Work task - Below are records to repeat exactly; do not include any pictures.

[Image-grounded pointing data]
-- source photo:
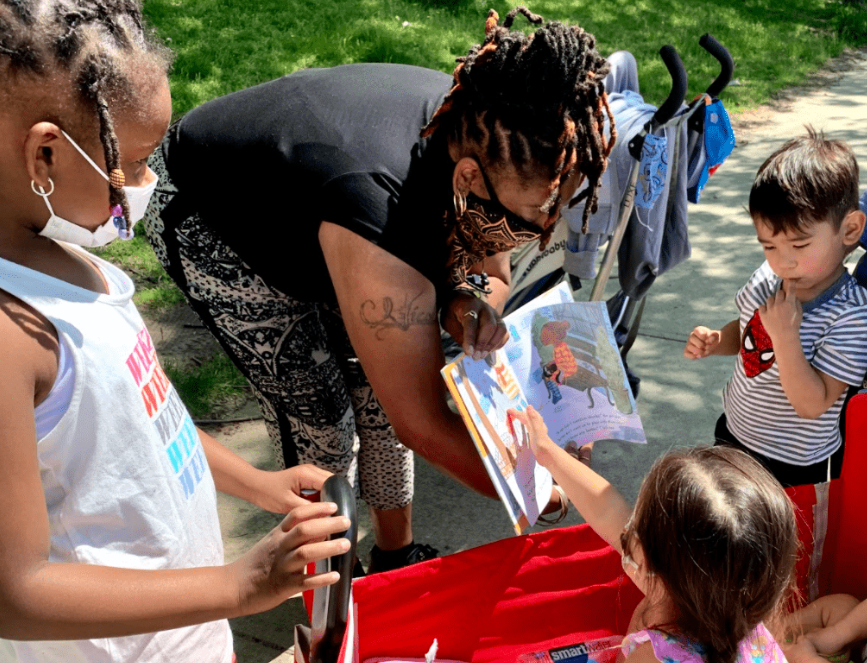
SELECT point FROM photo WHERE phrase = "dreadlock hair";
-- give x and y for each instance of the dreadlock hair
(531, 102)
(95, 47)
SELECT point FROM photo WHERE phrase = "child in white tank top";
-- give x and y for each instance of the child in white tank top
(111, 545)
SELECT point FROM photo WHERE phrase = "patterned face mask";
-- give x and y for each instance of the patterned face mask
(485, 228)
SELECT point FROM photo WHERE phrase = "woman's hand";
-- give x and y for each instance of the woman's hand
(280, 492)
(274, 569)
(474, 324)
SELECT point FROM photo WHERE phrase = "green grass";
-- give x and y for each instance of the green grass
(154, 288)
(209, 388)
(226, 45)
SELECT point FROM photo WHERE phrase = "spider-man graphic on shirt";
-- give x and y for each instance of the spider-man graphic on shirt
(757, 352)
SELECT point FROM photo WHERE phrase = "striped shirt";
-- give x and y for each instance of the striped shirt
(834, 341)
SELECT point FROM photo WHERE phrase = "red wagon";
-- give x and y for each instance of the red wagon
(559, 588)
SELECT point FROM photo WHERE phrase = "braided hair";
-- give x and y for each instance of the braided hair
(97, 46)
(530, 102)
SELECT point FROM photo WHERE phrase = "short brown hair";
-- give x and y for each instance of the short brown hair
(719, 532)
(810, 179)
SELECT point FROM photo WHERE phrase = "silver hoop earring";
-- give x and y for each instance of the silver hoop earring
(460, 202)
(42, 191)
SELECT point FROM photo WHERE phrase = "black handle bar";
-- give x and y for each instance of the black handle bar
(678, 87)
(331, 604)
(672, 103)
(727, 65)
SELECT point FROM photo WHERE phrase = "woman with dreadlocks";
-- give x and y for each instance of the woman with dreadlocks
(110, 549)
(319, 224)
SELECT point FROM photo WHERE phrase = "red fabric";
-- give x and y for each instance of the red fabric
(842, 568)
(804, 499)
(849, 573)
(492, 603)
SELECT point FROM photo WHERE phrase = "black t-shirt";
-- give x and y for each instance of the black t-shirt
(264, 166)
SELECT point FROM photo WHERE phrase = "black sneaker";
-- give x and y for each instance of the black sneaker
(388, 560)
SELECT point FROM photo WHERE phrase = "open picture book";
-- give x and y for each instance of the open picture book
(562, 359)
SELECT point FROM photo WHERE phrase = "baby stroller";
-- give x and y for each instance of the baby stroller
(662, 159)
(562, 589)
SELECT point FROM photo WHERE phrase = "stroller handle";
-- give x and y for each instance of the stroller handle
(331, 604)
(727, 65)
(678, 87)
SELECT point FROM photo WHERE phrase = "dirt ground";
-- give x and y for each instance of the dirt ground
(180, 337)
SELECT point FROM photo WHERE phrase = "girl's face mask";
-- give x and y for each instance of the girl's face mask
(61, 229)
(485, 228)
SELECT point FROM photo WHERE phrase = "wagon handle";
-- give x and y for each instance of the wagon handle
(727, 65)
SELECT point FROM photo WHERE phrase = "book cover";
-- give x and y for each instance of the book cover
(562, 359)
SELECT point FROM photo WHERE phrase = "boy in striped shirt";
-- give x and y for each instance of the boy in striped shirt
(801, 338)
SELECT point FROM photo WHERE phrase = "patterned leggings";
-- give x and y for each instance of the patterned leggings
(317, 403)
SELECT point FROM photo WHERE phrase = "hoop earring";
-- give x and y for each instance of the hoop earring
(42, 191)
(460, 202)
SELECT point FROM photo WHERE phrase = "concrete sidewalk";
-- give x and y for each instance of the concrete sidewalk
(679, 400)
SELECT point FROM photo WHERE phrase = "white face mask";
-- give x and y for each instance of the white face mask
(61, 229)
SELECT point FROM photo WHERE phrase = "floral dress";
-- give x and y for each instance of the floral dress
(758, 647)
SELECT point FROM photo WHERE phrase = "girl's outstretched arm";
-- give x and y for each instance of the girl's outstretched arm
(277, 492)
(598, 502)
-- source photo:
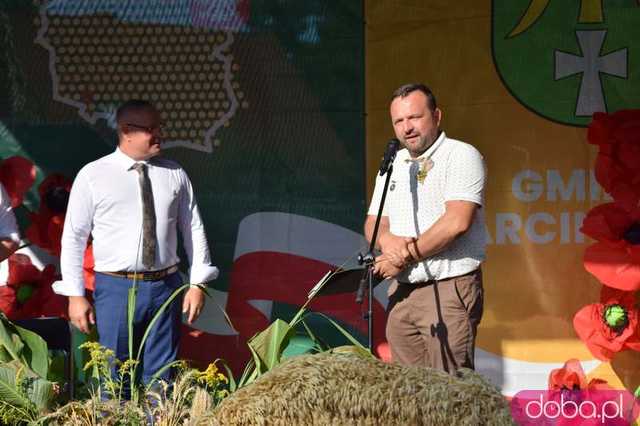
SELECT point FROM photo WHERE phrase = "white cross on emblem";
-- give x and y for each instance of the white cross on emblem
(591, 95)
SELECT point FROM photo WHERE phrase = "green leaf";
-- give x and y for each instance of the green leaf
(344, 332)
(131, 309)
(35, 351)
(9, 392)
(268, 345)
(24, 345)
(41, 393)
(233, 386)
(162, 308)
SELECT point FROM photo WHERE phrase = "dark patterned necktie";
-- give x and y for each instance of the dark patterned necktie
(148, 217)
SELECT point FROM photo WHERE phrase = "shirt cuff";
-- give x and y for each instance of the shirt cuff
(201, 274)
(64, 289)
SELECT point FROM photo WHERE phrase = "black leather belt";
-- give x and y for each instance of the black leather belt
(145, 275)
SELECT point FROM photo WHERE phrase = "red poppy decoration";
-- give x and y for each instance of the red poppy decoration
(32, 293)
(46, 226)
(615, 257)
(87, 269)
(8, 303)
(617, 166)
(610, 326)
(54, 194)
(17, 174)
(571, 377)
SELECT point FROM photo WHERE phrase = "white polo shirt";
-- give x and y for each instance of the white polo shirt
(449, 170)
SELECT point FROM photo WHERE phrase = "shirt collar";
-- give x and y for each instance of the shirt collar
(429, 152)
(125, 161)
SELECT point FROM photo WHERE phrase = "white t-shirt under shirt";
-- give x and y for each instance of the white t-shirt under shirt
(449, 170)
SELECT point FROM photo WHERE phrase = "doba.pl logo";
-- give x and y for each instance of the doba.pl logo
(575, 407)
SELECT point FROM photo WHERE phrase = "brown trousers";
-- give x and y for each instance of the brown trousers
(434, 324)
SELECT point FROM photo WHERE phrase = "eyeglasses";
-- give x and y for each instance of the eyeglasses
(149, 129)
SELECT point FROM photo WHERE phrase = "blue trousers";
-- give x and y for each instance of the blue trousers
(161, 346)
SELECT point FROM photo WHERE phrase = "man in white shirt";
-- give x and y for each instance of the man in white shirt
(9, 236)
(431, 236)
(131, 202)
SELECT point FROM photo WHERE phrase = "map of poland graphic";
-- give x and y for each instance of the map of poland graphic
(167, 53)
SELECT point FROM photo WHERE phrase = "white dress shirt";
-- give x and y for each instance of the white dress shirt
(105, 202)
(452, 170)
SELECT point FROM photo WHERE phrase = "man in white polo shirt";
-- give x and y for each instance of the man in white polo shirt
(431, 236)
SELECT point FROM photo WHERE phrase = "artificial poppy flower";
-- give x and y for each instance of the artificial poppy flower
(45, 231)
(54, 194)
(87, 269)
(8, 303)
(615, 257)
(46, 226)
(610, 326)
(617, 166)
(571, 377)
(17, 174)
(34, 296)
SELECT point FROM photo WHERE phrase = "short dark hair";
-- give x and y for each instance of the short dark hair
(404, 90)
(133, 105)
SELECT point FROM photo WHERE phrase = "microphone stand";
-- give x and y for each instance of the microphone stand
(368, 260)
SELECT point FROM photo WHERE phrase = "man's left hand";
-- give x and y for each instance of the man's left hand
(385, 268)
(192, 304)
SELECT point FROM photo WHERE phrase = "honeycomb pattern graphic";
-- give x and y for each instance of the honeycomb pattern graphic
(97, 62)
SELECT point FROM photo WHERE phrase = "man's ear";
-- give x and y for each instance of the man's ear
(437, 115)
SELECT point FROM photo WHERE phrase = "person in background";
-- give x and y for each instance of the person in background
(133, 203)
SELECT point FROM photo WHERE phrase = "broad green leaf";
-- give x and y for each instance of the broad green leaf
(35, 351)
(344, 332)
(7, 340)
(24, 345)
(41, 393)
(351, 349)
(9, 392)
(269, 344)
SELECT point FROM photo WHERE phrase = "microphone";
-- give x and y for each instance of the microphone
(389, 155)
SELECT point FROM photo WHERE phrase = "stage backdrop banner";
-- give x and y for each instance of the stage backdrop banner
(262, 104)
(519, 80)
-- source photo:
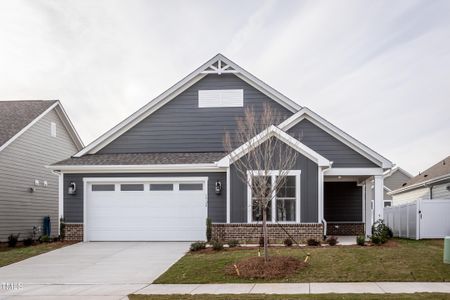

Solution -
-- source photo:
SELECT point FROM photo WHERE phrase = "dreadlock hair";
-- give x and y for each instance of the dreadlock hair
(531, 102)
(95, 47)
SELECT point FROM photo WHERE phrase = "child in white tank top";
-- give x and y for each instance of the child in white tank top
(111, 545)
SELECT point FROM photo WHERE phrase = "patterned face mask";
-- give x and y for each instance of the patterned face mask
(485, 228)
SELECT point FROM photo WHERE phrase = "woman's hand";
-- give x and y for each instance of the woman's hand
(280, 492)
(274, 569)
(474, 324)
SELECT point FROM photo WHERE phrase = "green grass";
-- give x and y for each instance of the green grass
(154, 288)
(209, 388)
(226, 45)
SELECT point FROM photo WHERE phrase = "spider-man graphic on shirt";
-- give x and y for each instance of the spider-man graphic on shirt
(757, 352)
SELECT point FROM photo WHERE phrase = "striped shirt";
-- give x and y for each instance of the striped shirt
(834, 341)
SELECT point FROM photo WHERE phrase = "red wagon";
-- give x and y for each instance of the red wagon
(559, 588)
SELECT point FROM photo WHERE phrase = "braided hair";
-- give x and y for each instance of the braided hair
(97, 46)
(530, 102)
SELECT point FROM photo WHERE phrase = "short brown hair";
-- give x and y for each instance of the short brown hair
(719, 532)
(810, 179)
SELECT point FROM photo WHERE phrase = "silver hoop earring";
-- give x and y for each instance of the silver hoop earring
(460, 202)
(42, 191)
SELECT point FROM photo WHERE phrase = "black handle bar";
-- give x and y for each instance of the black handle bar
(678, 87)
(331, 604)
(672, 103)
(727, 65)
SELECT point FROM photo WHERE phrase = "woman with dreadlocks";
-- give x and y for each instance of the woman with dreadlocks
(110, 549)
(319, 224)
SELECT point FROM photo WHERE phrase = "red fabric";
-- give x and y for each instance of the red fabric
(842, 568)
(804, 499)
(849, 573)
(492, 603)
SELECT point FROM photo WHERE phrase = "black t-shirt";
-- give x and y for each instance of the black t-shirt
(264, 166)
SELECT point FROM photo WHERE phrase = "black sneaker";
-- give x and y for each instance of the black sneaker
(388, 560)
SELECT point FROM photo WHERE phrase = "open picture book";
-- give x and y for each instance of the open picture book
(562, 359)
SELECT point FROM photo WHERE phrase = "baby stroller";
-- give x and y for each instance of the baby stroller
(662, 159)
(562, 589)
SELECT point FROM photo WHERE phrase = "stroller handle";
-- give x and y for each instance of the stroller handle
(331, 604)
(727, 65)
(678, 87)
SELECT point FROM photo WHERE phrase = "dirt ground";
-- give x and y for each instance of the dirt ground
(180, 337)
SELECT point FROM photo WHERE phrase = "girl's face mask";
-- give x and y for each instance of the girl's face mask
(61, 229)
(485, 228)
SELECT point FROM photo WHERE phrase = "wagon handle";
-- give x and y for each instance of the wagon handle
(727, 65)
SELECT point FROM photo WHERE phrase = "book cover";
-- give x and y for each instance of the book cover
(562, 359)
SELECT point FROM photo WHERE phrase = "boy in striped shirt";
-- give x and y for each instance of the boy in striped shirt
(801, 338)
SELECT point FROM photo WHERE phrase = "patterned leggings";
-- give x and y for each instance of the patterned leggings
(317, 403)
SELECT point FROM photo WHERE phrase = "hoop earring";
-- give x and y for each instance of the hoop earring
(42, 191)
(460, 202)
SELECT point FROM photo WHERE phrase = "concrete sidewalk";
-- give x and y for each instance of the concrete sidewalk
(679, 400)
SELECT point FROM photo WHERE phrase = "white face mask";
-- give x and y for each instance of the white face mask
(61, 229)
SELECT point FROM photo WHERE phrase = "floral dress";
-- give x and y for each instance of the floral dress
(758, 647)
SELECT point FROM photo WHERE phrase = "girl's outstretched arm";
-- give x and y for each instance of the girl's outstretched arm
(277, 492)
(598, 502)
-- source photo:
SELECT point FROM photo WHERE phrase = "white cross on emblem";
-- give x and y for each instance of the white cross on emblem
(591, 95)
SELECT point FROM photo WHERE phrase = "green leaf";
-- give x and y for each instance of the green leaf
(344, 332)
(131, 309)
(35, 351)
(9, 392)
(268, 345)
(24, 345)
(41, 393)
(233, 386)
(162, 308)
SELECT point FROM photo WHERE phrase = "dark patterned necktie";
-- give x and y for each instance of the dark patterned necktie
(148, 217)
SELECT point FROM photo WHERE phrase = "shirt cuff";
-- give x and y for each instance of the shirt cuff
(201, 274)
(64, 289)
SELECT point FROM photo WHERE phrase = "black leather belt";
-- give x and y for each instance of the black leather belt
(145, 275)
SELECT point FROM photo WHERE phrase = "red poppy decoration";
-- give x and y for each instance of the red poppy decoration
(32, 293)
(46, 226)
(615, 257)
(87, 269)
(8, 303)
(617, 166)
(610, 326)
(54, 194)
(17, 174)
(571, 377)
SELECT point FROM photo WHERE phrase = "white polo shirt";
-- give x and y for each instance of the white polo shirt
(449, 170)
SELECT point FROM photo WHERE phrase = "shirt collar";
-- give x and y for each instance of the shirt collar
(429, 152)
(125, 161)
SELECT point FROM photo WHERE phrase = "white t-shirt under shirt";
-- give x and y for each instance of the white t-shirt under shirt
(449, 170)
SELECT point FROM photo WHERE phrase = "doba.pl logo";
-- give x and y for each instance of the doba.pl logo
(575, 407)
SELECT point FROM photo WHERE phrase = "brown trousers";
-- give x and y for each instance of the brown trousers
(434, 324)
SELECT point FROM photo WHERE phrase = "eyeglasses";
-- give x and y for each instance of the eyeglasses
(149, 129)
SELECT point FROM photo WHERE phrase = "blue trousers";
-- give x and y for each instance of the blue trousers
(161, 346)
SELECT point FROM photo WHERE phrase = "man in white shirt";
-- give x and y for each instance of the man in white shirt
(9, 236)
(431, 236)
(131, 202)
SELECT point FROM photo WHERE phrase = "map of poland graphic";
-- give x and y for each instance of the map of poland graphic
(167, 53)
SELECT point FROM photo WHERE phrase = "white dress shirt";
-- give x and y for each instance of the white dress shirt
(105, 202)
(452, 170)
SELECT point FROM photo WHERE phrase = "man in white polo shirt";
-- give x and y for each instance of the man in white polo shirt
(431, 236)
SELECT point FROM photo WHERE phrase = "artificial poppy flower";
-- give x and y for each instance of the artificial poppy flower
(45, 231)
(54, 194)
(87, 269)
(8, 303)
(615, 257)
(46, 226)
(610, 326)
(617, 166)
(571, 377)
(17, 174)
(34, 296)
SELECT point FROM photo WHERE phrase = "short dark hair";
-- give x and y for each instance of the short dark hair
(404, 90)
(133, 105)
SELECT point FROM photo WHERE phrase = "microphone stand";
-- give x and y for each instance of the microphone stand
(368, 260)
SELECT point FROM photo WHERE phrase = "man's left hand";
-- give x and y for each instance of the man's left hand
(385, 268)
(192, 304)
SELECT point FROM photo WHERE phrase = "honeycomb pattern graphic";
-- give x and y for each instance of the honeycomb pattern graphic
(97, 62)
SELECT point FROM photo WHERE phrase = "man's ear";
-- give x and y for each instance of the man's ear
(437, 115)
SELECT point FROM photo WHERE phrase = "person in background";
-- give x and y for each instance of the person in background
(133, 203)
SELECT point FROM photo WHERE phrase = "broad green leaf";
-- give x and y for each instance of the broad green leaf
(35, 351)
(344, 332)
(7, 340)
(24, 345)
(41, 393)
(351, 349)
(9, 392)
(269, 344)
SELECT point FROM photo WHERE phrase = "microphone";
-- give x and y for each instance of the microphone
(389, 155)
SELECT point FROM photo WHERE phrase = "stage backdrop banner";
-- give x and y for each instance of the stage backdrop banner
(262, 104)
(519, 80)
-- source photo:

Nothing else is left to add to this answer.